>>>>

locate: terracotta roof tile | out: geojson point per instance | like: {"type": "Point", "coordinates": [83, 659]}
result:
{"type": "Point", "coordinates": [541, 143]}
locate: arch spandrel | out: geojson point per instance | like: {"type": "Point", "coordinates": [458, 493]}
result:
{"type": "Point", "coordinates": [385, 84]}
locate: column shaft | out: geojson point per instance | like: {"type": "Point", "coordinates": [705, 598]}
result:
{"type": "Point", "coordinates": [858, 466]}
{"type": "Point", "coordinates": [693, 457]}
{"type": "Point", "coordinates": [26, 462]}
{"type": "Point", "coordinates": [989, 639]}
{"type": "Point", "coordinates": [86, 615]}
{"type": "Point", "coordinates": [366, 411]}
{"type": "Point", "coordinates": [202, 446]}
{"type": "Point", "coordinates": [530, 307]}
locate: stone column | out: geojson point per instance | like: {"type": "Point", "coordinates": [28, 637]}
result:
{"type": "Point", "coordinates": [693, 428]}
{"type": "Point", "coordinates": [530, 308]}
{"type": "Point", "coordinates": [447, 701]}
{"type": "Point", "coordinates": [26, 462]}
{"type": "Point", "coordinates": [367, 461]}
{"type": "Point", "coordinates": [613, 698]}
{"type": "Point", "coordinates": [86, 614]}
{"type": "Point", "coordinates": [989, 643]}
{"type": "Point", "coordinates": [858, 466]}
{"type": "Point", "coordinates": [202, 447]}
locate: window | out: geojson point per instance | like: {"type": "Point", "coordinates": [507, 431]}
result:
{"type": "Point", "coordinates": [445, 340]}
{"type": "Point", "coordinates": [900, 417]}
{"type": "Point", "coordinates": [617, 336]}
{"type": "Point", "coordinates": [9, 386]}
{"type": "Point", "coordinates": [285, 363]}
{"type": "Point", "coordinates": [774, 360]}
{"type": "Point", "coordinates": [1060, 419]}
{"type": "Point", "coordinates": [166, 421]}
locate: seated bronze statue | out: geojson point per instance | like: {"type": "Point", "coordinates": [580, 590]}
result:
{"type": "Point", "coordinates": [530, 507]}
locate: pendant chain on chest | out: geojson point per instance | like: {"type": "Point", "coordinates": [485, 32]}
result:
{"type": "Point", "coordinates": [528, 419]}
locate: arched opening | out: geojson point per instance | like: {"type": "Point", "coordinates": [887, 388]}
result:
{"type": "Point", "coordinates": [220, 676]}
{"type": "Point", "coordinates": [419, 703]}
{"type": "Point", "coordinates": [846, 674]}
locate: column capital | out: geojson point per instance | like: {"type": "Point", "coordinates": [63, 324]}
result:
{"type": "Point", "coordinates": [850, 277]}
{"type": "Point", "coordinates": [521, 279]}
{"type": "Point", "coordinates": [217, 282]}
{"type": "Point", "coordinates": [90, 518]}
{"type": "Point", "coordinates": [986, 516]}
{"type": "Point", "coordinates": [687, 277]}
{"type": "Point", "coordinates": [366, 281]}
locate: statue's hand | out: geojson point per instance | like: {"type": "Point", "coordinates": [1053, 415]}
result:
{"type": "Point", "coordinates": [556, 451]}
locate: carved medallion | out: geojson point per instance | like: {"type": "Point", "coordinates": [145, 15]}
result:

<<<<

What is expected:
All of the material above needs repeating. Keep it exact.

Task solution:
locate: terracotta roof tile | out: geojson point per instance | like: {"type": "Point", "coordinates": [83, 659]}
result:
{"type": "Point", "coordinates": [541, 143]}
locate: arch spandrel | out: geojson point per instance | like: {"type": "Point", "coordinates": [458, 493]}
result:
{"type": "Point", "coordinates": [385, 84]}
locate: column shaft | out: geojson point per instance | like: {"type": "Point", "coordinates": [705, 598]}
result:
{"type": "Point", "coordinates": [858, 466]}
{"type": "Point", "coordinates": [693, 457]}
{"type": "Point", "coordinates": [26, 462]}
{"type": "Point", "coordinates": [989, 639]}
{"type": "Point", "coordinates": [86, 615]}
{"type": "Point", "coordinates": [366, 411]}
{"type": "Point", "coordinates": [202, 446]}
{"type": "Point", "coordinates": [530, 307]}
locate: stone column | out: geojson point per instance | like: {"type": "Point", "coordinates": [28, 637]}
result:
{"type": "Point", "coordinates": [693, 428]}
{"type": "Point", "coordinates": [530, 308]}
{"type": "Point", "coordinates": [447, 701]}
{"type": "Point", "coordinates": [26, 462]}
{"type": "Point", "coordinates": [367, 461]}
{"type": "Point", "coordinates": [613, 698]}
{"type": "Point", "coordinates": [86, 614]}
{"type": "Point", "coordinates": [989, 643]}
{"type": "Point", "coordinates": [858, 466]}
{"type": "Point", "coordinates": [202, 447]}
locate: window | out: geojson point per instance | like: {"type": "Point", "coordinates": [507, 431]}
result:
{"type": "Point", "coordinates": [445, 340]}
{"type": "Point", "coordinates": [900, 417]}
{"type": "Point", "coordinates": [617, 336]}
{"type": "Point", "coordinates": [9, 386]}
{"type": "Point", "coordinates": [285, 363]}
{"type": "Point", "coordinates": [774, 360]}
{"type": "Point", "coordinates": [1060, 419]}
{"type": "Point", "coordinates": [166, 421]}
locate: seated bronze statue | out: geojson point per instance | like: {"type": "Point", "coordinates": [580, 590]}
result:
{"type": "Point", "coordinates": [530, 507]}
locate: pendant chain on chest | out: geojson point per instance | like: {"type": "Point", "coordinates": [485, 32]}
result:
{"type": "Point", "coordinates": [528, 419]}
locate: arched opening | out: geojson point per instance | like: {"type": "Point", "coordinates": [887, 388]}
result:
{"type": "Point", "coordinates": [220, 676]}
{"type": "Point", "coordinates": [419, 703]}
{"type": "Point", "coordinates": [846, 674]}
locate: column capital | out: geojson point per instance | like: {"type": "Point", "coordinates": [63, 324]}
result:
{"type": "Point", "coordinates": [850, 277]}
{"type": "Point", "coordinates": [521, 279]}
{"type": "Point", "coordinates": [217, 282]}
{"type": "Point", "coordinates": [90, 518]}
{"type": "Point", "coordinates": [986, 516]}
{"type": "Point", "coordinates": [687, 277]}
{"type": "Point", "coordinates": [366, 281]}
locate: statue's hand | out: geojson point per instance | like: {"type": "Point", "coordinates": [1053, 415]}
result:
{"type": "Point", "coordinates": [556, 451]}
locate: carved medallion | out: geojson point per instance | like: {"type": "Point", "coordinates": [145, 15]}
result:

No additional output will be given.